• Stated task 1
Pull out each line of the records that contains the string "below".

08 October, 2010

4 days pt 3

The walkthrough seemed to go surprisingly well. They said I was one of their good tenants, and there were no major problems.

Hopefully I'll get most of, if not all of the deposit back.

I made one mistake- I gave them my keys, forgetting I might want to leave the house to get, say, something quick to eat. So now, while I wait for my girl to pick me up in a few hours, I have to order in food when what I really want to do is go down to the shop and grab crisps.

LAME.

4 days pt 2

I'm confused by how many cleaners have suddenly appeared in my flat. There was one, then there were three, then four, now six, back down to three...

I'm having a bit of a white person complex right now because the cleaners are all non-English speakers from other countries. Somehow I didn't feel like such a privileged white bitch when my Indian flatmate was the one organizing the cleaning service. *shrink


So after waking early to wait for the Virgin Media guy to come collect the router, and waiting for hours, I finally called and they told me "oh, no one is coming to pick it up. Ooops. Just leave it." Great, thanks guys. There were so many things I could have done this morning had I not been sitting around waiting! I could have slept in!

I managed to get rid of my unwanted clothes and shoes by putting them downstairs in the entry way with a sign saying "FREE CLOTHES size 14 and SHOES size 8-9". They were gone in ten minutes.

Now I just have to survive the walkthrough with the property manager at 3pm. I anticipate a lot of arguing and drama. Hopefully I can either kill him with smiles and kindness, or turn on the, "I'm taller, bigger, and meaner than you," persona. It just depends on how he wants to play this.

Today is stressful. I just want this part of it to be over with as quickly as possible.

4 days pt 1

Waiting for the Virgin Media guys to come take away my internet. In the meantime I have the cleaners in, and one particularly stinky/sweaty guy is cleaning my bathroom. His scent does not inspire confidence but he seems to be taking his time doing details, so....

In the meantime, I am taking photos of stuff so I can determine which clothes I'm carrying down to the donation bin, and which I'm shoving into a bag to give to friends. I was going to donate my bike back to the place I bought it from (they are lovely and fix old bikes to sell at good prices), but luckily an equally tall friend of mine is in need of a bike for a few weeks, so I'm riding down to give it to her today and she's going to donate it for me!

I stupidly asked a friend to keep one of my suitcases at her place so I didn't have to bother carrying it around this weekend, but now I realize I need to put a few things in there. Oops!

• Provided records
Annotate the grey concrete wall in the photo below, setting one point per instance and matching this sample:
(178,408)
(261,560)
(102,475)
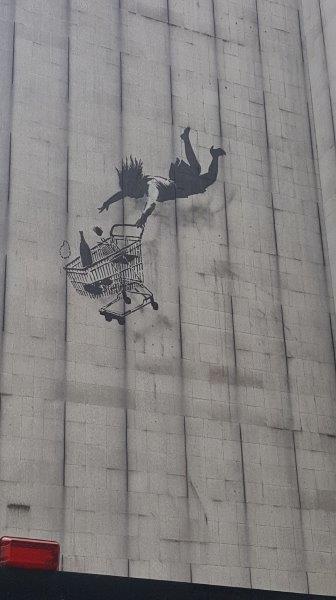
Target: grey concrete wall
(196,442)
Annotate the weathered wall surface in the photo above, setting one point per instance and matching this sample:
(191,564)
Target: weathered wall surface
---
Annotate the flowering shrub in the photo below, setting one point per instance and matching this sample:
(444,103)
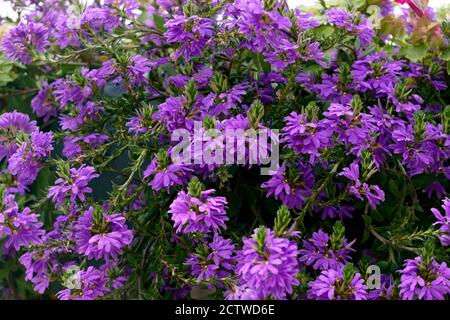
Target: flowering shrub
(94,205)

• Stated task 2
Using the blog post above, answer briefly:
(a) At what time is the walkthrough with the property manager?
(b) How long did it take for the free clothes and shoes left in the entry way to be gone?
(c) Who is receiving the bike instead of the shop it was bought from?

• Task answer 1
Annotate the grey concrete wall in the photo below, setting one point per instance and matching this sample:
Annotate the flowering shrub in the photo below, setting one point per instance and matching this sample:

• Task answer 2
(a) 3pm
(b) Ten minutes
(c) An equally tall friend who needs a bike for a few weeks and will donate it afterward